Extract, verbatim, the stretch of data below from the line containing "point: dishwasher handle" through the end of the data.
___ Records for this task
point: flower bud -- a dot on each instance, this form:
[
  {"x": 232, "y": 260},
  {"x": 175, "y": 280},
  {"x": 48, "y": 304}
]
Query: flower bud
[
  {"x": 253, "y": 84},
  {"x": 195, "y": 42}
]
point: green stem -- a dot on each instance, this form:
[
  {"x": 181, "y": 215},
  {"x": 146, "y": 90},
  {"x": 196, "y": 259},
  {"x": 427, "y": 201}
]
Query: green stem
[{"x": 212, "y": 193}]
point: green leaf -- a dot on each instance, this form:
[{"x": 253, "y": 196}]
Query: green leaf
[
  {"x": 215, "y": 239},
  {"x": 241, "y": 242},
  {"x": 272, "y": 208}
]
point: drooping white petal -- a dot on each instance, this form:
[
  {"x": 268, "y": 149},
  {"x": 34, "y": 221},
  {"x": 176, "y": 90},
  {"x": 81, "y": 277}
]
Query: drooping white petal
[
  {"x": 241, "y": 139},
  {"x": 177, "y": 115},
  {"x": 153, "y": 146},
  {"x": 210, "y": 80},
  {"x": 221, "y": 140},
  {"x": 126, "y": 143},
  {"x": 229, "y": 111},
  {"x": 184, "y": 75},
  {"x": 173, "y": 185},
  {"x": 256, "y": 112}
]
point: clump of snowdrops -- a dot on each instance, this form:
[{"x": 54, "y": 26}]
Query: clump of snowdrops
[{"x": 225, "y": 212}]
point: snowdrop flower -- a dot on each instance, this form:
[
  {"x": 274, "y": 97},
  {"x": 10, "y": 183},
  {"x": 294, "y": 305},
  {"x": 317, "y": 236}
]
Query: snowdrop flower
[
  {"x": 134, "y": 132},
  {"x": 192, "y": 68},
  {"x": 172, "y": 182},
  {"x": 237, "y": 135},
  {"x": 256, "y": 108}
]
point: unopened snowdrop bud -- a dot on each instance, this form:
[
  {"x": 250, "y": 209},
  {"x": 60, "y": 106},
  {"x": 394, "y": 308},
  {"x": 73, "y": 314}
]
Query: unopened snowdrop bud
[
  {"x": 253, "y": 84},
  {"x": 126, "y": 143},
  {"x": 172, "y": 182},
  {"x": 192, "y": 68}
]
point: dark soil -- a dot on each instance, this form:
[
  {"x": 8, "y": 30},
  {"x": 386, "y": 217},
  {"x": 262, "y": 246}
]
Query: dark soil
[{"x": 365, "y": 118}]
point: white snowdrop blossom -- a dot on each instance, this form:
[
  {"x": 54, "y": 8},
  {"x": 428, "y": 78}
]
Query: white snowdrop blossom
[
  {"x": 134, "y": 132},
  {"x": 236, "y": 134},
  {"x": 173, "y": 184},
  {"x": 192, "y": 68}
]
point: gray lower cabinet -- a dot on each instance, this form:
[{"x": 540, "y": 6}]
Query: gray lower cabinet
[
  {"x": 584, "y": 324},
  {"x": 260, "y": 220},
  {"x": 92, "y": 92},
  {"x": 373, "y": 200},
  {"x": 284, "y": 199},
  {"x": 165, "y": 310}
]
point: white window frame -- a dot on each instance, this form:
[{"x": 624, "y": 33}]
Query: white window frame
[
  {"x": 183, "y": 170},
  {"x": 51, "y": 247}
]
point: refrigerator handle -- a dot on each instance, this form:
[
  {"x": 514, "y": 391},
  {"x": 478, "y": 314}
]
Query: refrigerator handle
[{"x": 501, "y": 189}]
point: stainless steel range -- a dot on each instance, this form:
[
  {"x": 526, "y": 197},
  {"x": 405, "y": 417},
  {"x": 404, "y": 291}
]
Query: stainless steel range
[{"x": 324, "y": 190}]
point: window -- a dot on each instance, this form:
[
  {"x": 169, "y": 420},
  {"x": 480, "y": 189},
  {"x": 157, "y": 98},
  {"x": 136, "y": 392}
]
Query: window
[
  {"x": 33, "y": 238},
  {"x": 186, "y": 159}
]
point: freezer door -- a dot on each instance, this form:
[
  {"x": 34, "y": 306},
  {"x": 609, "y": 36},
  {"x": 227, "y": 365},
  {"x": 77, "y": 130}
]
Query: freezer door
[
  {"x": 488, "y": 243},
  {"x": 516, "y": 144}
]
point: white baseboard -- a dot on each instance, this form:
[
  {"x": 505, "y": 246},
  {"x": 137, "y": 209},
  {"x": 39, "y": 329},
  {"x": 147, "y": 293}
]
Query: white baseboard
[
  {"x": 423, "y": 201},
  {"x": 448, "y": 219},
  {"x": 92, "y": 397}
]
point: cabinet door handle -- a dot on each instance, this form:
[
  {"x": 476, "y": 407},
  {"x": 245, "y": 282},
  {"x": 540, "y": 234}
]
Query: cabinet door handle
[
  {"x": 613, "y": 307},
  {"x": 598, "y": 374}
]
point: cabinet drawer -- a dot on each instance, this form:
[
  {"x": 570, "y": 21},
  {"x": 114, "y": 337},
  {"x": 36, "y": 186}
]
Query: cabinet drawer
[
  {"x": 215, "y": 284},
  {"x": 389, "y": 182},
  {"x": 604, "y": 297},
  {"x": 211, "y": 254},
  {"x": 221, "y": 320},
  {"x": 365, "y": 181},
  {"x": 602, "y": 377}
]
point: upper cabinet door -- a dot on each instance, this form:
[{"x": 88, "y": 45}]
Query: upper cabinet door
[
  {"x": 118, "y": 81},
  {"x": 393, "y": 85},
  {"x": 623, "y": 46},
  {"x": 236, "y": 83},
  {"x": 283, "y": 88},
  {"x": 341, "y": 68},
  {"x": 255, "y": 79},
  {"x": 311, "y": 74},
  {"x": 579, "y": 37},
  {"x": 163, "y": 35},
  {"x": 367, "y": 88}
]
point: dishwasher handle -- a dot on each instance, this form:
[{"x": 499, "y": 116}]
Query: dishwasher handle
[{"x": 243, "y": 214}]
______
Answer ▸
point: dishwasher handle -- a dot on each instance, this form:
[{"x": 499, "y": 116}]
Query: dishwasher handle
[{"x": 243, "y": 214}]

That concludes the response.